--- TRAVAIL DEMANDÉ ---
[a] Recopiez le texte sur la convergence des carabines double-express, de « Evidemment, cet ouvrier » jusqu'à « réglage de convergence. » inclus.
[b] Trouvez dans les enregistrements toutes les lignes où figure le mot « yellow », puis recopiez-les.

Le réglage de la convergence sur les double-express
A la recherche de la convergence idéale...
Comme le savent les armuriers compétents, régler la hausse ou la lunette ne suffit pas toujours sur une carabine double-express. Encore faut-il que le réglage de convergence ait été correctement effectué. Sinon, la distance séparant les deux impacts sur la cible risque d'être trop grande.
Cela est provoqué par la dilatation du premier tube lors du tir, ce qui influe sur le deuxième et occasionne le problème. Cette incidence ne pouvant pas être calculée exactement, la seule solution connue est de procéder par approximations successives, au moyen de plusieurs séries de tirs, en modifiant l'écartement des tubes à chaque fois.
Or, voilà bien longtemps, Monsieur Raick, de la maison Raick Frères à Liège, me disait avoir connu un ouvrier garnisseur exceptionnel, capable de régler la convergence des carabines double-express avec 6 cartouches seulement. Or, comment arriver à un tel résultat ? En général, lorsque tout se passe bien, c'est la moitié de la boite de munitions qui y passe, parfois même jusqu'à deux boites. Sans même parler du temps nécéssaire.
Evidemment, cet ouvrier avait disparu depuis longtemps, et personne n'avait jamais su comment il procédait. Aussi, cette anecdote était restée gravée dans un coin de ma mémoire, au chapitre « secrets de métier ». Finalement, un jour, je décidais d'étudier la question. Il me fallut 4 années de recherches avant de résoudre ce problème.
Mon premier banc de garnissage/convergence pour double-express
Au début des années 1990, j'étais arrivé à la conclusion qu'un dispositif comparable à celui d'un marbre pour automobile, mais en beaucoup plus petit, serait nécessaire. Toute la question était de connaître la meilleure forme à lui donner.

Finalement, j'optais pour un cadre entourant le canon, avec des cales à intervalle fixe pour la soudure, et un vernier réglable pour l'écartement des tubes.

Ci-contre, le vernier de réglage de convergence.
Pour modifier l'écartement des tubes, il suffit de tourner la vis située en bas du dispositif. En vissant, les tubes se rapprochent. En dévissant, les tubes s'écartent. La partie graduée sert de répère.
Il devient possible, par ce moyen, de fixer une distance avant et pendant le garnissage. Modifier le réglage est facile, puisqu'il n'y a qu'une vis à tourner. De plus, le vernier gradué permet de mesurer la rectification.
L'autre axe est réglé à l'aide de niveaux à bulle (non montés pour la photo).

--- Entrées de pointage d'objets désignés ---
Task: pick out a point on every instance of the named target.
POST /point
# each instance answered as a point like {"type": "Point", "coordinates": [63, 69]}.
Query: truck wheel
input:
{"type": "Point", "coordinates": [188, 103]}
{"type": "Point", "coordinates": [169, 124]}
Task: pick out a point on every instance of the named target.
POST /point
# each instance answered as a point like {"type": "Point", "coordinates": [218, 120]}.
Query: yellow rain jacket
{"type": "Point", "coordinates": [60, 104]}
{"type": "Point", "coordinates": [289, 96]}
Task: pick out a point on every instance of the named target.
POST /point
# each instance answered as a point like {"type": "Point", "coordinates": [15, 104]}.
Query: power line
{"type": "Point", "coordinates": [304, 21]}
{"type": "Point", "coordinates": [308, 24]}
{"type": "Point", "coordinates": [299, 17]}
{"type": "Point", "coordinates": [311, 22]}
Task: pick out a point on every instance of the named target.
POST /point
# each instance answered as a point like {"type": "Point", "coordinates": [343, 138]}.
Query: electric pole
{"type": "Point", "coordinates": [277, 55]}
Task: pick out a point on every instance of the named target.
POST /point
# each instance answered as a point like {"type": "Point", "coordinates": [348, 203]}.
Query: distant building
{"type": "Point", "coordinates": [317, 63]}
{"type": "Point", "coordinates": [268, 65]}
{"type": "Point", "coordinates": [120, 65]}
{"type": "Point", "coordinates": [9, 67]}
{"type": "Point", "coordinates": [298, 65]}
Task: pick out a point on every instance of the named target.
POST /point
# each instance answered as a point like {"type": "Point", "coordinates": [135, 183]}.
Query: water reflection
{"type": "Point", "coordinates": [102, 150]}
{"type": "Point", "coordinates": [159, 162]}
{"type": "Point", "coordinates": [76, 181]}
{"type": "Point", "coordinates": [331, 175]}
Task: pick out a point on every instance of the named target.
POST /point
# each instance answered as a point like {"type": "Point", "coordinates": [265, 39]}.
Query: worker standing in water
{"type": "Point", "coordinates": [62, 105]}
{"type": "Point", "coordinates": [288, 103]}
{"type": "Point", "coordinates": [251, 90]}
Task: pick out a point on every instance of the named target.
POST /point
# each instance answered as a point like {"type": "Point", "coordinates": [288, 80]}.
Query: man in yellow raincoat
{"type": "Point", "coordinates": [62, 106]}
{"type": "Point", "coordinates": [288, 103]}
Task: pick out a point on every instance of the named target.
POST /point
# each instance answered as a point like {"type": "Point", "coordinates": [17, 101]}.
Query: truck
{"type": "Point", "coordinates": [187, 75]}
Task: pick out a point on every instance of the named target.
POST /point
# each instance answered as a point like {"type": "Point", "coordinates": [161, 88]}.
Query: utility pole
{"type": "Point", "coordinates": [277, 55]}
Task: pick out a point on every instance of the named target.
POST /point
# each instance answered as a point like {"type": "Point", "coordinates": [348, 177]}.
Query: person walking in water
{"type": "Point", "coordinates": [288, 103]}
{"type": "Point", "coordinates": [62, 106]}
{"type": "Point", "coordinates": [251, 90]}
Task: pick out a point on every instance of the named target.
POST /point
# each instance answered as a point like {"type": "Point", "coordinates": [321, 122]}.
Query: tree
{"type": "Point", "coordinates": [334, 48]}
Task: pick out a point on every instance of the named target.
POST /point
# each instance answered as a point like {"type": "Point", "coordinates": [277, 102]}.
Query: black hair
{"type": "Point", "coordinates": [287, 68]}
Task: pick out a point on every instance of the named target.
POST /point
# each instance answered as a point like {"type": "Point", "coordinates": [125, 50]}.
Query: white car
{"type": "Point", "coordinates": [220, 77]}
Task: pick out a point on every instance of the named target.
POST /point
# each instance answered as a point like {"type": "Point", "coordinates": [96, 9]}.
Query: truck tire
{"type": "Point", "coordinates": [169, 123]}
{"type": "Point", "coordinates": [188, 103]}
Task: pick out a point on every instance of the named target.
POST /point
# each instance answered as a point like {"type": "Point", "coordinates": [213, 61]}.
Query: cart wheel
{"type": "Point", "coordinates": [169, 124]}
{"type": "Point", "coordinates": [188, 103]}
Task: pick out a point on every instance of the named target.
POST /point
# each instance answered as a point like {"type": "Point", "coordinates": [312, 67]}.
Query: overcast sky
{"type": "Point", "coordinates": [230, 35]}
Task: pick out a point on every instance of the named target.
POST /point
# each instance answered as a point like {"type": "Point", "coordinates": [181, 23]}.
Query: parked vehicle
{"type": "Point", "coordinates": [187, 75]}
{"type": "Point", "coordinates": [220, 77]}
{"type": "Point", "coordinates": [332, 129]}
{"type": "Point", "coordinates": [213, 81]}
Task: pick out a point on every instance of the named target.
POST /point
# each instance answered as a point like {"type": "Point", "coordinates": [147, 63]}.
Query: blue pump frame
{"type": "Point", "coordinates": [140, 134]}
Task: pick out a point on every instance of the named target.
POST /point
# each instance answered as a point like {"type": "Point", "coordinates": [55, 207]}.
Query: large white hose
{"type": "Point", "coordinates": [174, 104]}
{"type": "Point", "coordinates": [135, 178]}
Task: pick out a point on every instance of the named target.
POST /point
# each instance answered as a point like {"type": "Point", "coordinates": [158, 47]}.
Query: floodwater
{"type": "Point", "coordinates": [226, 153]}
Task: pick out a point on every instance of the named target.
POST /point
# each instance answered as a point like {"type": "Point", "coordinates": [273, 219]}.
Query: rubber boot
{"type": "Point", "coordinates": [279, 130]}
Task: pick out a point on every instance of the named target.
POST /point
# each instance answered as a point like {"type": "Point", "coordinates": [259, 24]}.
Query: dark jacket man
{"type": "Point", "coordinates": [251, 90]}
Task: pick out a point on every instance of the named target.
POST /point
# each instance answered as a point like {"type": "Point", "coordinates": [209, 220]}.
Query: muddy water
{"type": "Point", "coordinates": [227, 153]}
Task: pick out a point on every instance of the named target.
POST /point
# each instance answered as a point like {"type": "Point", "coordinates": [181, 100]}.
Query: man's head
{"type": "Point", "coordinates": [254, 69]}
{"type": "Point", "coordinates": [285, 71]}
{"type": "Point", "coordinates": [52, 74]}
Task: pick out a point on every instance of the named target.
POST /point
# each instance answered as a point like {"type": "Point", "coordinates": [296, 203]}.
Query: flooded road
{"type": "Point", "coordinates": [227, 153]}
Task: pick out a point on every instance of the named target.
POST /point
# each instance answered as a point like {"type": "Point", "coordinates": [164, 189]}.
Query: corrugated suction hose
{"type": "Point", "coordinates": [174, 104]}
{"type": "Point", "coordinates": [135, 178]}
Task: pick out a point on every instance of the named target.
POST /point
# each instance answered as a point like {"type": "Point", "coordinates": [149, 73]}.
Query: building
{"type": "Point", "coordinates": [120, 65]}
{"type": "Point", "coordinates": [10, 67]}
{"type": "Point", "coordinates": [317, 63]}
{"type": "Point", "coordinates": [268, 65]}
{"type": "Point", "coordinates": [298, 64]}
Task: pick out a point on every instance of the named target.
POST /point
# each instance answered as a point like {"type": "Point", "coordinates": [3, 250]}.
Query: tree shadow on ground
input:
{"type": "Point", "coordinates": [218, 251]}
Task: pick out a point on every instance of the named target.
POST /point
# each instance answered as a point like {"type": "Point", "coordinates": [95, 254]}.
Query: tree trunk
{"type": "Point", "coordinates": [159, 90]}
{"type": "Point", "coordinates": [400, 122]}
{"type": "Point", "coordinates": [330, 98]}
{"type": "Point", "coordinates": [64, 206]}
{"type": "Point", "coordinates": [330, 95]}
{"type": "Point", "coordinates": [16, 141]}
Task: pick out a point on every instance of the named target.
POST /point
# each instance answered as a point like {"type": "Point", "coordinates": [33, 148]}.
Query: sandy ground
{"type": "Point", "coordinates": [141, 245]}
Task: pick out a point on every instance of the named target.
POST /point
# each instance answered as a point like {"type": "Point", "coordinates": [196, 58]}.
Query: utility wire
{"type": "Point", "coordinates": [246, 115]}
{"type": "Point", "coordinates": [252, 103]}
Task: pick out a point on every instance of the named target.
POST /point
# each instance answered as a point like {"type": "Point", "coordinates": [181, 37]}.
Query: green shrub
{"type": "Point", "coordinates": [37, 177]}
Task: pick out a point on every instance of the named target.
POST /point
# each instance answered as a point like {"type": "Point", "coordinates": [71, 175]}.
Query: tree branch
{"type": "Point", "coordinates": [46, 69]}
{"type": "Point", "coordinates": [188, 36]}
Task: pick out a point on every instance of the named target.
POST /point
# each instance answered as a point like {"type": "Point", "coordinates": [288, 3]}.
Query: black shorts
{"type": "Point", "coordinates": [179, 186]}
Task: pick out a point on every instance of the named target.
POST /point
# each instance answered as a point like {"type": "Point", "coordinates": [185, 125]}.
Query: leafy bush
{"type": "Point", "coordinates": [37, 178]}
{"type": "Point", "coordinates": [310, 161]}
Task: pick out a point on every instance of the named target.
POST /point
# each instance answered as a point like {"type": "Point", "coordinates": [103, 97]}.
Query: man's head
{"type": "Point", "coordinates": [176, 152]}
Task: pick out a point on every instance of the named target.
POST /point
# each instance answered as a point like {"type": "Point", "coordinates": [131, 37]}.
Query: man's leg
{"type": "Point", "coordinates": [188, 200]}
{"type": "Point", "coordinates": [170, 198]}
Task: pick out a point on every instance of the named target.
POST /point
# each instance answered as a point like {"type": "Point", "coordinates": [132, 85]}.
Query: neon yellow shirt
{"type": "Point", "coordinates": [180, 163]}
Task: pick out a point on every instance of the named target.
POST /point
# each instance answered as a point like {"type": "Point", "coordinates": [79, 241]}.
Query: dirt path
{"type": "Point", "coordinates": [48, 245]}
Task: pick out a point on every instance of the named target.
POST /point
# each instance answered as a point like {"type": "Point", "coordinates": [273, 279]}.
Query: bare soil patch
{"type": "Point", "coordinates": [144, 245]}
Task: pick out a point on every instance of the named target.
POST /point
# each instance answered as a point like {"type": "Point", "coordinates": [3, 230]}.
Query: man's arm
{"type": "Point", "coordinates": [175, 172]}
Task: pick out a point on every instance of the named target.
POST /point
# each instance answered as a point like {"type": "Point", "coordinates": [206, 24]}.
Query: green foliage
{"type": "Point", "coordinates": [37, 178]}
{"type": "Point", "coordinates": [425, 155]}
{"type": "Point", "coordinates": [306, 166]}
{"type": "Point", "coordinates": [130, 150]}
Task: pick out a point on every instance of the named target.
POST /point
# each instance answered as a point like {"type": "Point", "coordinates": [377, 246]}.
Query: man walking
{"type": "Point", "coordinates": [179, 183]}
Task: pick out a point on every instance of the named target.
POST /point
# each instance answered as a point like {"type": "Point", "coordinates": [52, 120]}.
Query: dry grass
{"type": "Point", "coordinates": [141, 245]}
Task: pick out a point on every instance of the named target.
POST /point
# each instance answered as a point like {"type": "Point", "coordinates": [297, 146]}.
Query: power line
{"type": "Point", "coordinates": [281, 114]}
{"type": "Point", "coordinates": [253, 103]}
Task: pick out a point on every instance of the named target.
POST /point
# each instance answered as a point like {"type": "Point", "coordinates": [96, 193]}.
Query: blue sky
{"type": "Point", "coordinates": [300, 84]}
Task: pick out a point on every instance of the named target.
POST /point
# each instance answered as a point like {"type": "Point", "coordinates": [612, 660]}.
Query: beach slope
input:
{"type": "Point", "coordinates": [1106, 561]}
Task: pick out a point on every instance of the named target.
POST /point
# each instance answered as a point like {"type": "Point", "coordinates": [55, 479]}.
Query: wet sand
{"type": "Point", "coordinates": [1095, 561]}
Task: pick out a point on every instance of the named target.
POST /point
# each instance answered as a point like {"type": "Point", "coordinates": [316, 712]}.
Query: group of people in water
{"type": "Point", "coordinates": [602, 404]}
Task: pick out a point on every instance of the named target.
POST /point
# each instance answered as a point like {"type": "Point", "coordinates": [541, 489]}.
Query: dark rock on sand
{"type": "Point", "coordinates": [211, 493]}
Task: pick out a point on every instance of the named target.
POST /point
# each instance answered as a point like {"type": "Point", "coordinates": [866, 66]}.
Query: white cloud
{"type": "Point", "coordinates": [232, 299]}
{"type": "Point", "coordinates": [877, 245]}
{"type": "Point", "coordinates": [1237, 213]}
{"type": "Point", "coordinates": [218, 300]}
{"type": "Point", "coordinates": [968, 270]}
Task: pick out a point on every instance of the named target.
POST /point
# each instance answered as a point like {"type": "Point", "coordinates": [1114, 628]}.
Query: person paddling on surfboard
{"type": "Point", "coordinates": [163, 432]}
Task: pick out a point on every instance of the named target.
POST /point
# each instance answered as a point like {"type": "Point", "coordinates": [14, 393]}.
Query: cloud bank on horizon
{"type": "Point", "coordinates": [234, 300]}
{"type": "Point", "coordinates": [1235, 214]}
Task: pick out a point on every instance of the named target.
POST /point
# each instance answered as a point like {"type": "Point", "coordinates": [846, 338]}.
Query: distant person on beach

--- RÉPONSES ATTENDUES ---
[a]
Evidemment, cet ouvrier avait disparu depuis longtemps, et personne n'avait jamais su comment il procédait. Aussi, cette anecdote était restée gravée dans un coin de ma mémoire, au chapitre « secrets de métier ». Finalement, un jour, je décidais d'étudier la question. Il me fallut 4 années de recherches avant de résoudre ce problème.
Mon premier banc de garnissage/convergence pour double-express
Au début des années 1990, j'étais arrivé à la conclusion qu'un dispositif comparable à celui d'un marbre pour automobile, mais en beaucoup plus petit, serait nécessaire. Toute la question était de connaître la meilleure forme à lui donner.

Finalement, j'optais pour un cadre entourant le canon, avec des cales à intervalle fixe pour la soudure, et un vernier réglable pour l'écartement des tubes.

Ci-contre, le vernier de réglage de convergence.

[b]
Query: yellow rain jacket
Query: man in yellow raincoat
Query: neon yellow shirt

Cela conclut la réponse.